### [Seitenauszug]
==========

Veröffentlicht am: 03.08.2022

ZGM-Leiter Rachid Jaghou im Interview

Die Stadt Krefeld möchte bereits im Jahr 2035 klimaneutral sein. Das hat die Politik 2021 im Umweltausschuss beschlossen. Fast gleichzeitig traf auch der Betriebsausschuss des Zentralen Gebäudemanagements (ZGM) im vergangenen Jahr eine wichtige Entscheidung für den Klimaschutz und verabschiedete die „Planungsanweisungen für Städtische Liegenschaften" mit der Anlage „Nachhaltiges Bauen". Rund ein Jahr später zieht ZGM-Leiter Rachid Jaghou im Interview Bilanz.

==========

Zeilen des Datensatzes
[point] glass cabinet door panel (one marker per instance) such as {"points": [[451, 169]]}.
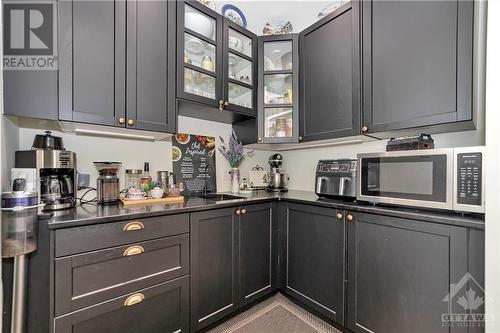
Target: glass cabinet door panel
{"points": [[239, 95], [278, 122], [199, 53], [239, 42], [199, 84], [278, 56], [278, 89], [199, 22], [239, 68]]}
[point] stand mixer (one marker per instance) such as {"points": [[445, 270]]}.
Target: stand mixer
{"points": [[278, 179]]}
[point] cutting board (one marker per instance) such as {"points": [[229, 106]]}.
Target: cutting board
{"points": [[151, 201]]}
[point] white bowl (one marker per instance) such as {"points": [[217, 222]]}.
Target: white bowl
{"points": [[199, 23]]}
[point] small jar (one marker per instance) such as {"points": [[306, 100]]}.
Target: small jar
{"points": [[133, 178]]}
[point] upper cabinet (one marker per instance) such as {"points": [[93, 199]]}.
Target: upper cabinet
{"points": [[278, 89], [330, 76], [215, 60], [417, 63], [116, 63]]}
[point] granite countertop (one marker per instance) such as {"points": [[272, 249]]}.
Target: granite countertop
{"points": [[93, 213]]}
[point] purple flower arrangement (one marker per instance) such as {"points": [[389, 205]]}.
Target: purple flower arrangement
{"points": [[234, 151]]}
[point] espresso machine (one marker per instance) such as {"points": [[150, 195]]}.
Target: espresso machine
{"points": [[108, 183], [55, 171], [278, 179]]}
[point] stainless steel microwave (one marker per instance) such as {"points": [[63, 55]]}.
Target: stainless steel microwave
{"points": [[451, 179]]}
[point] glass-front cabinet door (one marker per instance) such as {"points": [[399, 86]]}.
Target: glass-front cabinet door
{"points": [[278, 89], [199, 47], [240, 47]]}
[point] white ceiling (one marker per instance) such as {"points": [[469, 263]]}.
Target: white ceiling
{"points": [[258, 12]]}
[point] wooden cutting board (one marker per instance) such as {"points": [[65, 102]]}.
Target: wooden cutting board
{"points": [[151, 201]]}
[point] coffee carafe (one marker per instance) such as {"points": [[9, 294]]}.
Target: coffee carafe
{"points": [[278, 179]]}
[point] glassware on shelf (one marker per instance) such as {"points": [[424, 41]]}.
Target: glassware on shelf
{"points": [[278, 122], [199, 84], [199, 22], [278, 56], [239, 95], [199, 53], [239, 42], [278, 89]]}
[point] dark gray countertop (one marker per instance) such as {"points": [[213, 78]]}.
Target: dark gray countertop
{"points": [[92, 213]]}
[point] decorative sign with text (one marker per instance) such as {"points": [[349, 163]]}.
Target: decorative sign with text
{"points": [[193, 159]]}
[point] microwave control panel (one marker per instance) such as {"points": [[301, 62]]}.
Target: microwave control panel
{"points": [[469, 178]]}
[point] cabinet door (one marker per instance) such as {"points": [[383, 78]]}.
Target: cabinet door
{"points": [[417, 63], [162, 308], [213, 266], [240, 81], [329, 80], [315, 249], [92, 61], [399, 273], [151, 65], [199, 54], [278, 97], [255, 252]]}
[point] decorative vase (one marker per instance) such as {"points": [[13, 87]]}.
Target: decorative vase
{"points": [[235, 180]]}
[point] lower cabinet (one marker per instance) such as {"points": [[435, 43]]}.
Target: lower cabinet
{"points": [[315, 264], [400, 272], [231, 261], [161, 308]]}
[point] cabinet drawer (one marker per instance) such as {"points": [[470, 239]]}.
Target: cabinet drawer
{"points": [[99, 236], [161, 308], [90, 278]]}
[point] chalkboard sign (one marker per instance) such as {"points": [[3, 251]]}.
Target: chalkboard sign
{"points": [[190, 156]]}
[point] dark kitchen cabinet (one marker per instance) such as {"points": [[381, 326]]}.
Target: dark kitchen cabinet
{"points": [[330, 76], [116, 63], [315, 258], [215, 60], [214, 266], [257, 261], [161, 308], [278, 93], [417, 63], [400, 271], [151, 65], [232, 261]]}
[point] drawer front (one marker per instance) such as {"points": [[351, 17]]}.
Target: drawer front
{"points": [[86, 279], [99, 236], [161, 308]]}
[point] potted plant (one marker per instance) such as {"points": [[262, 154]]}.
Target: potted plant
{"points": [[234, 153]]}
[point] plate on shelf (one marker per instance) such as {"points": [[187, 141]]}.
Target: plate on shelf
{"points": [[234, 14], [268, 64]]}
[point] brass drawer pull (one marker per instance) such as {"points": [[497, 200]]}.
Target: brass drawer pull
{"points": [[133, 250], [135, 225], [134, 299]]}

==========

### [Schriftliche Aufgabe]
Zitieren Sie den gesamten Seitenauszug oben wortgetreu.

### [Die Antwort]
Veröffentlicht am: 03.08.2022

ZGM-Leiter Rachid Jaghou im Interview

Die Stadt Krefeld möchte bereits im Jahr 2035 klimaneutral sein. Das hat die Politik 2021 im Umweltausschuss beschlossen. Fast gleichzeitig traf auch der Betriebsausschuss des Zentralen Gebäudemanagements (ZGM) im vergangenen Jahr eine wichtige Entscheidung für den Klimaschutz und verabschiedete die „Planungsanweisungen für Städtische Liegenschaften" mit der Anlage „Nachhaltiges Bauen". Rund ein Jahr später zieht ZGM-Leiter Rachid Jaghou im Interview Bilanz.